Box annotations for photos:
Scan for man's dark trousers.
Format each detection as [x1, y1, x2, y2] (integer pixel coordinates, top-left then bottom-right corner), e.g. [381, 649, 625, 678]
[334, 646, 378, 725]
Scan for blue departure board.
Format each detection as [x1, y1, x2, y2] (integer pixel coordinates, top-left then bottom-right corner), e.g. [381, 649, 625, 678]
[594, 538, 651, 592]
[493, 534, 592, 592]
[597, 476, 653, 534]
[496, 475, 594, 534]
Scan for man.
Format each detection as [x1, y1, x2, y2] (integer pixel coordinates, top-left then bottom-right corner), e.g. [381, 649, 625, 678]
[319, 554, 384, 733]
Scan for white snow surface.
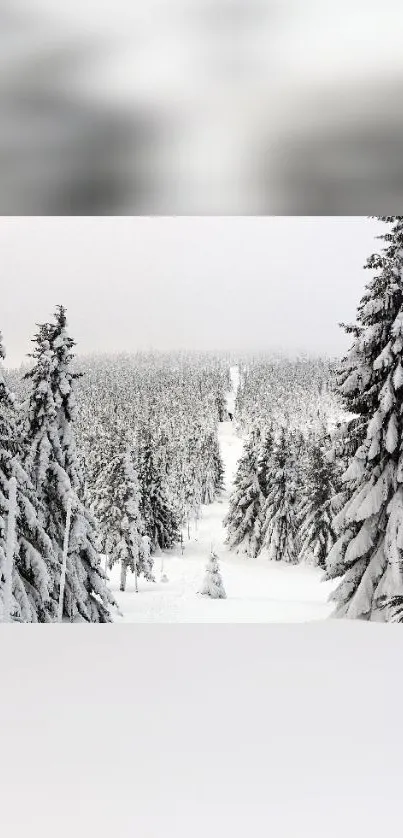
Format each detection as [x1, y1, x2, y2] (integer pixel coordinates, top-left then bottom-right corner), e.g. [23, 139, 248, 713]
[110, 367, 334, 623]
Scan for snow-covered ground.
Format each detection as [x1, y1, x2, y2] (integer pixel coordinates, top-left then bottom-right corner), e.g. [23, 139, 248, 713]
[110, 367, 332, 623]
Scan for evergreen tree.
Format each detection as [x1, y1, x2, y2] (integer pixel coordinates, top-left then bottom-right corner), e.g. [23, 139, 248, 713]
[224, 434, 264, 558]
[327, 216, 403, 620]
[298, 431, 339, 569]
[137, 426, 179, 552]
[201, 433, 224, 504]
[200, 550, 227, 599]
[25, 306, 114, 622]
[258, 426, 274, 499]
[94, 438, 155, 591]
[262, 428, 298, 563]
[0, 334, 54, 623]
[216, 390, 228, 422]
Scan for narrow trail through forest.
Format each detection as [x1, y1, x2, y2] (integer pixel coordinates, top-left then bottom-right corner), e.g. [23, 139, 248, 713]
[110, 367, 332, 623]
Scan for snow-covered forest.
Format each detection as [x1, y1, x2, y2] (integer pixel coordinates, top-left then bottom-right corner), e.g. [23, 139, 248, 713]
[0, 216, 403, 623]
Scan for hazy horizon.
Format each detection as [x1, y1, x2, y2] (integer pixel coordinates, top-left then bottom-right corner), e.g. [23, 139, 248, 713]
[0, 217, 382, 368]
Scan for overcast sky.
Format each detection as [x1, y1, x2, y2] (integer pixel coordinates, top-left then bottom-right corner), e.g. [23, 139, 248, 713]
[0, 217, 383, 366]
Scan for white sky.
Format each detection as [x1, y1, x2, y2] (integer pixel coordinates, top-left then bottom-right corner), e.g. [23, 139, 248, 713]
[0, 217, 383, 366]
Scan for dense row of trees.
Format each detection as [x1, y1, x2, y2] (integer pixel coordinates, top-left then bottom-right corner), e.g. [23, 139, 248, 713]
[0, 306, 228, 622]
[4, 216, 403, 622]
[225, 427, 340, 568]
[226, 216, 403, 621]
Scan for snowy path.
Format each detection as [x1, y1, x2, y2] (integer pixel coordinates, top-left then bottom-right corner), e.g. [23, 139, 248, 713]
[111, 367, 331, 623]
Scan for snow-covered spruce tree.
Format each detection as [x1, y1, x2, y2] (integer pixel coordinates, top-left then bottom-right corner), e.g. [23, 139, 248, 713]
[327, 216, 403, 620]
[216, 389, 228, 422]
[298, 429, 340, 569]
[94, 438, 154, 591]
[201, 432, 224, 504]
[257, 426, 274, 500]
[262, 428, 299, 564]
[0, 334, 54, 623]
[136, 425, 179, 552]
[25, 306, 114, 622]
[224, 434, 264, 558]
[200, 550, 227, 599]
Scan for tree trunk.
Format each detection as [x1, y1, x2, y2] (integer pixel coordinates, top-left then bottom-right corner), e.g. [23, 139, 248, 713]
[57, 495, 73, 623]
[120, 562, 127, 591]
[3, 477, 17, 623]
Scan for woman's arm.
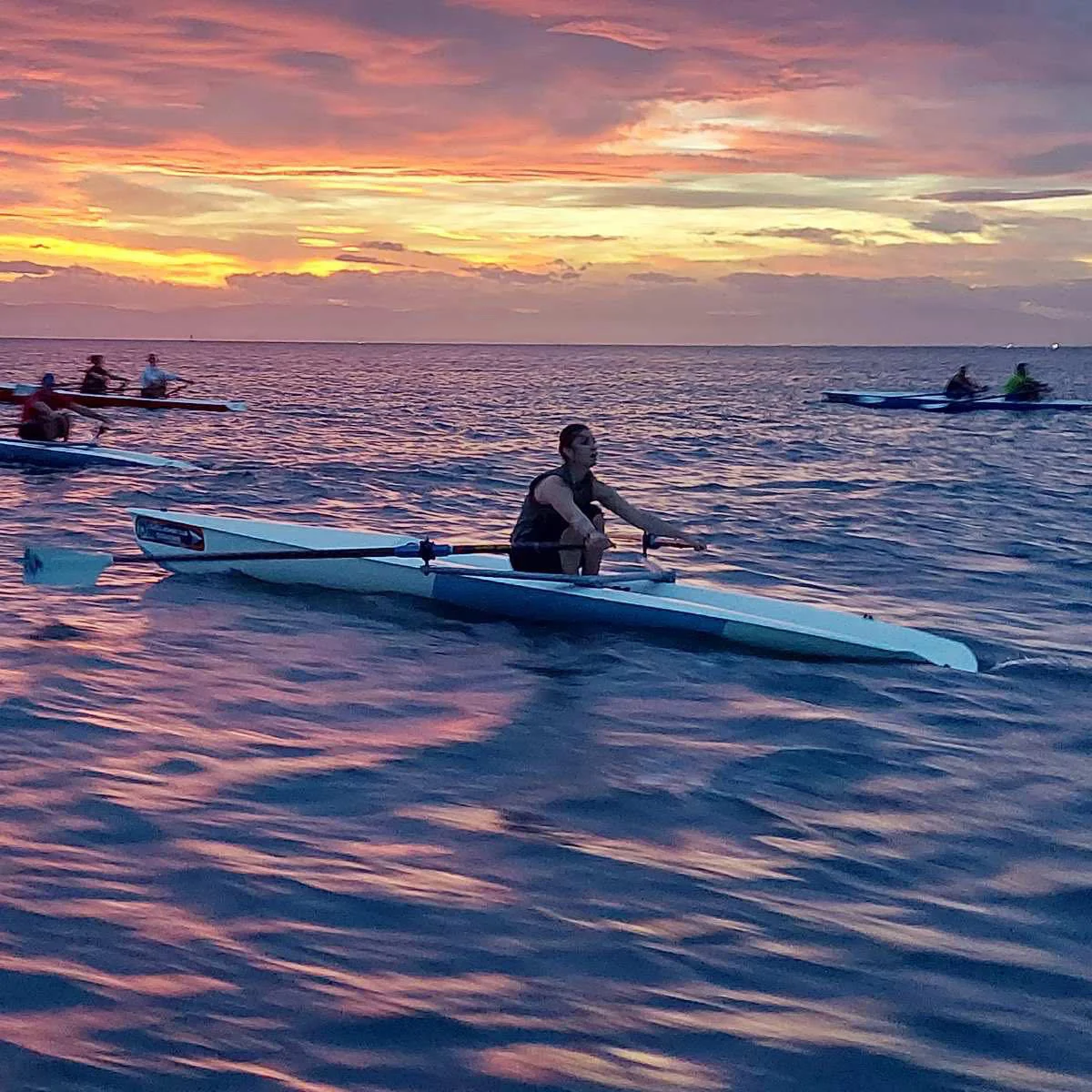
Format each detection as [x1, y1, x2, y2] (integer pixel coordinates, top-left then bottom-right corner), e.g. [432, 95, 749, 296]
[594, 481, 705, 550]
[535, 474, 596, 539]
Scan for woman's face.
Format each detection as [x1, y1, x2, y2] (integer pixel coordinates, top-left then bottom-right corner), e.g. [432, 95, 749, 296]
[564, 430, 599, 468]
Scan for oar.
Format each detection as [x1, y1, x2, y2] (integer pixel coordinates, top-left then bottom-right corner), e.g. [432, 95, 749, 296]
[23, 539, 668, 586]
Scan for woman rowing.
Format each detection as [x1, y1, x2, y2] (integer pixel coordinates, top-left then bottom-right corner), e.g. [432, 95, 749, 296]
[80, 353, 129, 394]
[510, 424, 705, 577]
[1005, 364, 1050, 402]
[137, 353, 189, 399]
[18, 371, 110, 440]
[945, 364, 988, 399]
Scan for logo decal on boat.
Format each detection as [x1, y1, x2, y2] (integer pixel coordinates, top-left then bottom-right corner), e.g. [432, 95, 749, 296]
[136, 515, 204, 551]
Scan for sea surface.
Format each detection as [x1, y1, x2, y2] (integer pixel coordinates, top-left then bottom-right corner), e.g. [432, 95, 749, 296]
[0, 340, 1092, 1092]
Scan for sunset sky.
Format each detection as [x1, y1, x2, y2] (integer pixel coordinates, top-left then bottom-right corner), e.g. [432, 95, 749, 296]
[0, 0, 1092, 345]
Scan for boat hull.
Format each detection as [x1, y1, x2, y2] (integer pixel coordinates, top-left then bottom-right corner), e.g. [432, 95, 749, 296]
[823, 391, 1092, 413]
[0, 383, 247, 413]
[0, 439, 197, 470]
[132, 509, 977, 672]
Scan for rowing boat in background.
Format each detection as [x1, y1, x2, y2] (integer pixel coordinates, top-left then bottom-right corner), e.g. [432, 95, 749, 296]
[124, 509, 977, 672]
[0, 383, 247, 413]
[0, 439, 197, 470]
[823, 391, 1092, 413]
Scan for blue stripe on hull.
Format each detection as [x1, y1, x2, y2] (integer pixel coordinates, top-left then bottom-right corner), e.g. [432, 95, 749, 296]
[432, 572, 724, 637]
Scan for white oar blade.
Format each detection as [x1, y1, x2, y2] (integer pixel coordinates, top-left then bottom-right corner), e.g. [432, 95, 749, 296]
[23, 546, 114, 588]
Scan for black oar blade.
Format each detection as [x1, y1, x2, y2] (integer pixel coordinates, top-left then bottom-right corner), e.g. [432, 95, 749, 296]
[23, 546, 114, 588]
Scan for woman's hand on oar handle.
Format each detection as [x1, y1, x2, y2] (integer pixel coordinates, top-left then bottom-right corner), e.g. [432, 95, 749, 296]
[641, 531, 709, 551]
[584, 528, 613, 550]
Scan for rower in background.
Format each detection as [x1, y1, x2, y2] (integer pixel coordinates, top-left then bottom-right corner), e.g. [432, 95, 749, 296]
[18, 371, 110, 440]
[80, 353, 129, 394]
[945, 364, 988, 399]
[137, 353, 189, 399]
[510, 424, 705, 577]
[1005, 364, 1050, 402]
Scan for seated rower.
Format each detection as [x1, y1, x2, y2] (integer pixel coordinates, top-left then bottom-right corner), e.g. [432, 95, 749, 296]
[945, 364, 987, 399]
[80, 353, 127, 394]
[137, 353, 185, 399]
[18, 372, 110, 440]
[1005, 364, 1050, 402]
[510, 424, 705, 577]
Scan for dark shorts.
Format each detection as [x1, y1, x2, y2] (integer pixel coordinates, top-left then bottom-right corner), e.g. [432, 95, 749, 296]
[509, 504, 602, 573]
[18, 420, 50, 440]
[508, 546, 563, 573]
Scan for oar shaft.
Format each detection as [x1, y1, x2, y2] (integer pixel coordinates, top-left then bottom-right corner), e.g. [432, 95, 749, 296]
[114, 539, 694, 564]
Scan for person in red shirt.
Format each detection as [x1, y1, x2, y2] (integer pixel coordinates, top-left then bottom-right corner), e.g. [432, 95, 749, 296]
[18, 372, 110, 440]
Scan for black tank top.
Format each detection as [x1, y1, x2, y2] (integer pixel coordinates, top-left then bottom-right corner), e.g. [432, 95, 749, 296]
[80, 368, 106, 394]
[511, 466, 599, 546]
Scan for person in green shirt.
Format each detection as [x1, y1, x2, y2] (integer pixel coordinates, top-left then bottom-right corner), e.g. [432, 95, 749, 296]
[1005, 364, 1050, 402]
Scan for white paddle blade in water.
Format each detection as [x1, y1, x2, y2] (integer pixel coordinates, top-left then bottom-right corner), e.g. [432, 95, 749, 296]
[23, 546, 114, 588]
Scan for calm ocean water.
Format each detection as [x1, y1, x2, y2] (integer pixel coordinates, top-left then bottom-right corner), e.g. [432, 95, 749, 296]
[0, 340, 1092, 1092]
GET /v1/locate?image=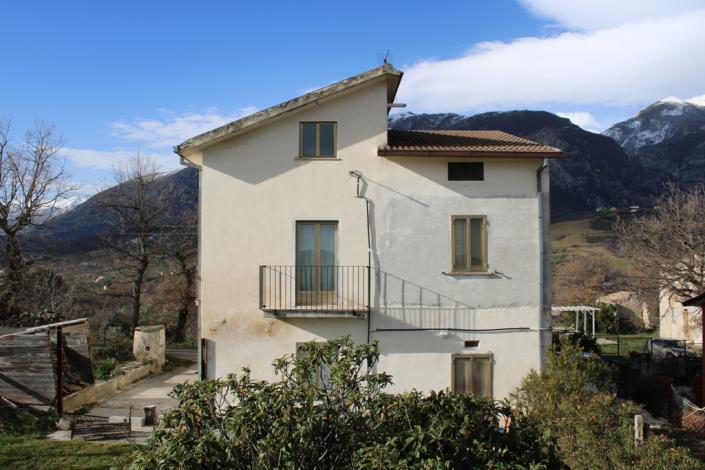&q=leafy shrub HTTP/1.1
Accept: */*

[93,346,133,362]
[134,338,557,469]
[513,341,703,469]
[93,357,120,380]
[0,407,56,435]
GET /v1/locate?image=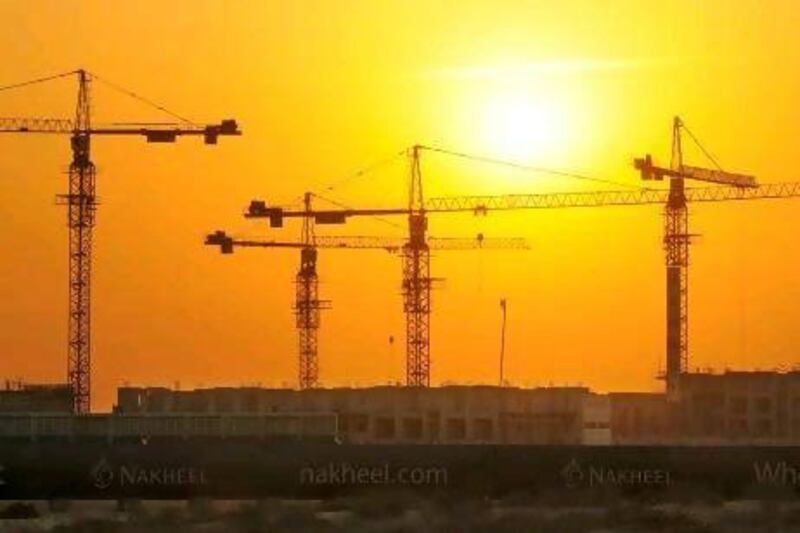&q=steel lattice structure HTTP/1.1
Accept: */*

[205,193,528,389]
[0,70,241,414]
[245,136,800,388]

# Given exercise
Reproduce everything in the listing from the line containing "Scan for dark shorts." down to the line containing "[508, 546, 563, 573]", substituting "black shorts" for "dark shorts" and leaving all else unchanged.

# Solution to the problem
Scan for black shorts.
Format each detection as [x1, y1, x2, y2] (integer pixel coordinates, top-left then bottom-right corner), e.g. [432, 95, 749, 296]
[509, 504, 602, 573]
[18, 420, 50, 440]
[508, 546, 563, 573]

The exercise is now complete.